** Begin Input material **

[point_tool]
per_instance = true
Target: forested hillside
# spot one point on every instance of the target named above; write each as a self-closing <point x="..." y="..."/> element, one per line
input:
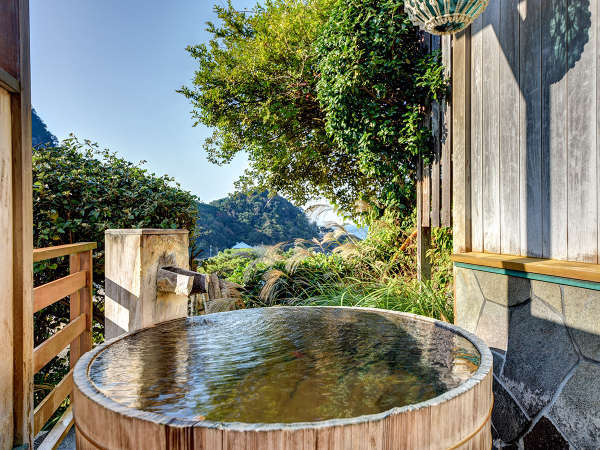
<point x="254" y="219"/>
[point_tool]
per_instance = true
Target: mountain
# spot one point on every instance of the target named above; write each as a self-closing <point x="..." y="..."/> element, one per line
<point x="39" y="132"/>
<point x="251" y="218"/>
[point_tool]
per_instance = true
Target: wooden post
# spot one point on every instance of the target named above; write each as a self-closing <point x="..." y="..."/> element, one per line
<point x="81" y="303"/>
<point x="461" y="141"/>
<point x="446" y="134"/>
<point x="15" y="75"/>
<point x="423" y="232"/>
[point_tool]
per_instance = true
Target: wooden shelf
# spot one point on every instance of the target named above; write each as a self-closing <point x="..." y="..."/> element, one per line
<point x="551" y="267"/>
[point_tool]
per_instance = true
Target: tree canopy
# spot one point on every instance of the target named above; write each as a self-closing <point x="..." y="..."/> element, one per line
<point x="267" y="85"/>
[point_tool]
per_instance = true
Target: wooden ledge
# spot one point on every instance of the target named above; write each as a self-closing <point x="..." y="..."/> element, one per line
<point x="550" y="267"/>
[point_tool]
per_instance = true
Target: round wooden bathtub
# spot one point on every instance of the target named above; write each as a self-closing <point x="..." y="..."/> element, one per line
<point x="318" y="378"/>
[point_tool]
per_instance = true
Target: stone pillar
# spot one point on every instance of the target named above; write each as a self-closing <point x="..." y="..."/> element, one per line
<point x="131" y="263"/>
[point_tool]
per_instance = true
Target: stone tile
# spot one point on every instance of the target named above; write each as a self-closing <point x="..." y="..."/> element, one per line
<point x="503" y="289"/>
<point x="508" y="418"/>
<point x="468" y="299"/>
<point x="549" y="292"/>
<point x="539" y="355"/>
<point x="493" y="325"/>
<point x="582" y="315"/>
<point x="576" y="411"/>
<point x="543" y="436"/>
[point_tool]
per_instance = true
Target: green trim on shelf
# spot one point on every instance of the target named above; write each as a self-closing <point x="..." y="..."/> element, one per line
<point x="533" y="276"/>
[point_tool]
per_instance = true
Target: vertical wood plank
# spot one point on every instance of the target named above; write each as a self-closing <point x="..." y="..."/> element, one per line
<point x="9" y="24"/>
<point x="436" y="121"/>
<point x="530" y="119"/>
<point x="435" y="166"/>
<point x="85" y="297"/>
<point x="23" y="241"/>
<point x="446" y="134"/>
<point x="461" y="142"/>
<point x="476" y="134"/>
<point x="490" y="130"/>
<point x="582" y="164"/>
<point x="508" y="36"/>
<point x="6" y="275"/>
<point x="554" y="131"/>
<point x="426" y="196"/>
<point x="423" y="232"/>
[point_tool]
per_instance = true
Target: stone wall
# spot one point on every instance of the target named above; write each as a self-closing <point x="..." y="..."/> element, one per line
<point x="545" y="339"/>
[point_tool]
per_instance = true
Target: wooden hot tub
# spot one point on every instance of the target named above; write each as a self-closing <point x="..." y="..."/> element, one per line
<point x="289" y="378"/>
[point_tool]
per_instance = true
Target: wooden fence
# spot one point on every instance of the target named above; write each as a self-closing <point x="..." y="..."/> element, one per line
<point x="77" y="333"/>
<point x="434" y="181"/>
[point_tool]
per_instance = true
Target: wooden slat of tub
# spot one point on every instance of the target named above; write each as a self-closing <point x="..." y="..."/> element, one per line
<point x="208" y="438"/>
<point x="233" y="440"/>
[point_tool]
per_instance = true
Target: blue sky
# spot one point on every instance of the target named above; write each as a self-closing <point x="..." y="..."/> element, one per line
<point x="107" y="70"/>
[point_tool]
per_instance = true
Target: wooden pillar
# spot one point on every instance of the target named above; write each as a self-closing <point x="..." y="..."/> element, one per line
<point x="16" y="245"/>
<point x="461" y="141"/>
<point x="81" y="303"/>
<point x="423" y="229"/>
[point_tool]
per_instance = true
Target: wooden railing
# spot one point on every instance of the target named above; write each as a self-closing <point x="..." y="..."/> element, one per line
<point x="77" y="333"/>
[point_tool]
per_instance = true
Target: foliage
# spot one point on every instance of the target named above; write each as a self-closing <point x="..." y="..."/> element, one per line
<point x="79" y="191"/>
<point x="377" y="272"/>
<point x="253" y="218"/>
<point x="321" y="108"/>
<point x="376" y="85"/>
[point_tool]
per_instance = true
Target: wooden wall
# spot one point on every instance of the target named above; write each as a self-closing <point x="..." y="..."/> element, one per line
<point x="534" y="126"/>
<point x="16" y="228"/>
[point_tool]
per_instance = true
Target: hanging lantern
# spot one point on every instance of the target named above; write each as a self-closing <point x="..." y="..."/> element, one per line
<point x="444" y="16"/>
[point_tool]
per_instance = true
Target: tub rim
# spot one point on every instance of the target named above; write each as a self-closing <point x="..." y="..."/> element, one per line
<point x="82" y="382"/>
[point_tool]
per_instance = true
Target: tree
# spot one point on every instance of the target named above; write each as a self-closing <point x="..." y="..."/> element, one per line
<point x="40" y="135"/>
<point x="259" y="86"/>
<point x="79" y="191"/>
<point x="256" y="87"/>
<point x="376" y="85"/>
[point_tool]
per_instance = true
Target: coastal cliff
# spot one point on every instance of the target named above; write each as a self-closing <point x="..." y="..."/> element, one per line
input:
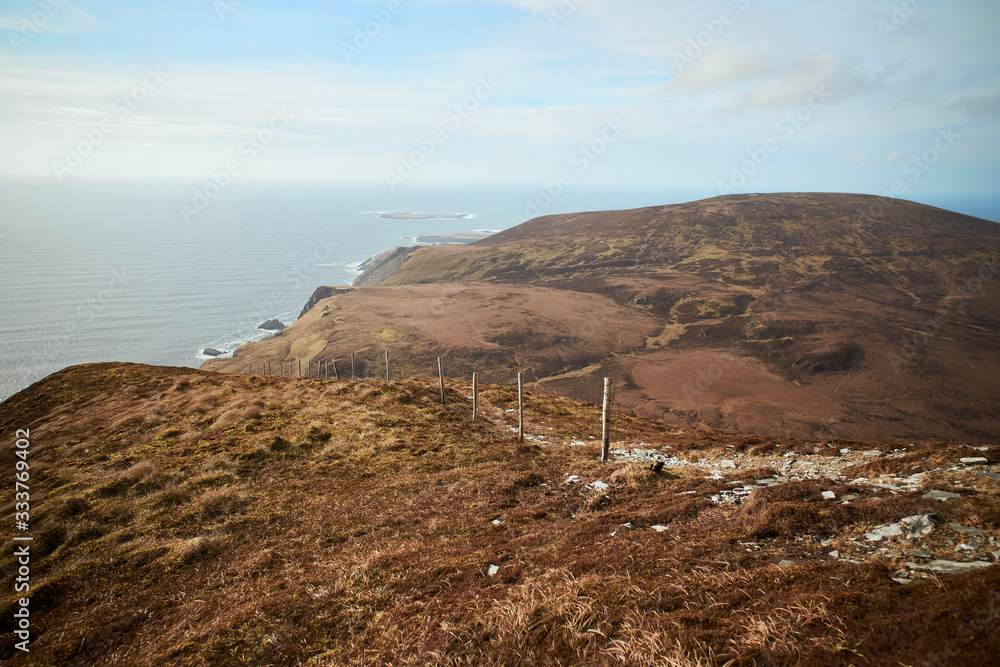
<point x="381" y="267"/>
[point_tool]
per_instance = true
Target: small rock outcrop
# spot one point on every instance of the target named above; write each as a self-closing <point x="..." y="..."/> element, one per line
<point x="380" y="267"/>
<point x="271" y="325"/>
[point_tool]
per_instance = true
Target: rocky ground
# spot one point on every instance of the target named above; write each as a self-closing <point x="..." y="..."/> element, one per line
<point x="186" y="517"/>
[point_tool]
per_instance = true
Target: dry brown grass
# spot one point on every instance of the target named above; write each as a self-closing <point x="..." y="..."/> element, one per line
<point x="354" y="525"/>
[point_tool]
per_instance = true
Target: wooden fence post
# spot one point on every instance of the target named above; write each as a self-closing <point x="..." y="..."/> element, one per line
<point x="475" y="396"/>
<point x="606" y="420"/>
<point x="520" y="407"/>
<point x="441" y="378"/>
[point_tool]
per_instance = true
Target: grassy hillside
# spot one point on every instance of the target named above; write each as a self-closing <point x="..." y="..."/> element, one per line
<point x="190" y="518"/>
<point x="783" y="315"/>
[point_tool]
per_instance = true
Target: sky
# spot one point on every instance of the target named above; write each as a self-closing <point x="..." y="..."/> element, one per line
<point x="722" y="95"/>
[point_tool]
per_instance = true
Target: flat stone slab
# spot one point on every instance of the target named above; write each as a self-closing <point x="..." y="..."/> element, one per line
<point x="968" y="530"/>
<point x="920" y="524"/>
<point x="948" y="566"/>
<point x="877" y="535"/>
<point x="934" y="494"/>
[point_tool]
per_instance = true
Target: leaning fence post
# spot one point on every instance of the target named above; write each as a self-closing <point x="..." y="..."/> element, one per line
<point x="475" y="396"/>
<point x="520" y="407"/>
<point x="441" y="378"/>
<point x="606" y="420"/>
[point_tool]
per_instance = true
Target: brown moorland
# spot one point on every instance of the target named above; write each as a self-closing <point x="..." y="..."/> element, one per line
<point x="783" y="315"/>
<point x="192" y="518"/>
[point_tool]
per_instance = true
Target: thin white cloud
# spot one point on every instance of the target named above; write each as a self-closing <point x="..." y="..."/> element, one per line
<point x="68" y="20"/>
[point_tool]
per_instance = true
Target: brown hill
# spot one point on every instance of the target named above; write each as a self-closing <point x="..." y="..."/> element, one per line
<point x="806" y="315"/>
<point x="181" y="517"/>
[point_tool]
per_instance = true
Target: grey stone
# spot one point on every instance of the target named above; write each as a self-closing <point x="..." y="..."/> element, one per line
<point x="920" y="525"/>
<point x="968" y="530"/>
<point x="941" y="495"/>
<point x="948" y="566"/>
<point x="892" y="530"/>
<point x="271" y="325"/>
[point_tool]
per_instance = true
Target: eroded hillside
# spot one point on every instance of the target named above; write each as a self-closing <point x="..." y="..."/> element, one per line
<point x="185" y="517"/>
<point x="802" y="315"/>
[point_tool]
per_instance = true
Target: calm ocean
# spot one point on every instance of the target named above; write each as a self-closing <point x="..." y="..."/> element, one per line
<point x="109" y="271"/>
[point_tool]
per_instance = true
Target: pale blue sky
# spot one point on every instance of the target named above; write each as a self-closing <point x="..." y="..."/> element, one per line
<point x="889" y="87"/>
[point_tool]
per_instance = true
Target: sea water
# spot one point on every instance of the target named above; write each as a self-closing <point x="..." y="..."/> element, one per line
<point x="113" y="271"/>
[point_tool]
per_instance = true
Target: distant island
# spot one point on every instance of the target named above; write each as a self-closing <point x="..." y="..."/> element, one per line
<point x="450" y="239"/>
<point x="424" y="216"/>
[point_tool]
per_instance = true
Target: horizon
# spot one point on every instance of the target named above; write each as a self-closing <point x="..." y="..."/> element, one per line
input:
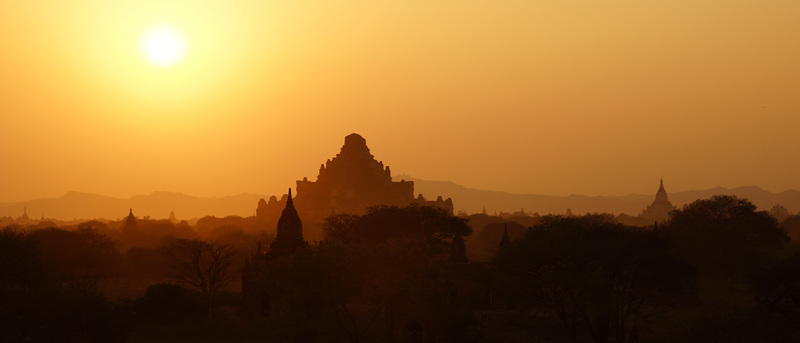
<point x="395" y="178"/>
<point x="527" y="98"/>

** End Input material **

Collect every line in the records above that contains the string "hillside", and copy each one out unchanged.

== Result of this exercise ==
Target: forested hillside
Target: grassy hillside
Target: eroded hillside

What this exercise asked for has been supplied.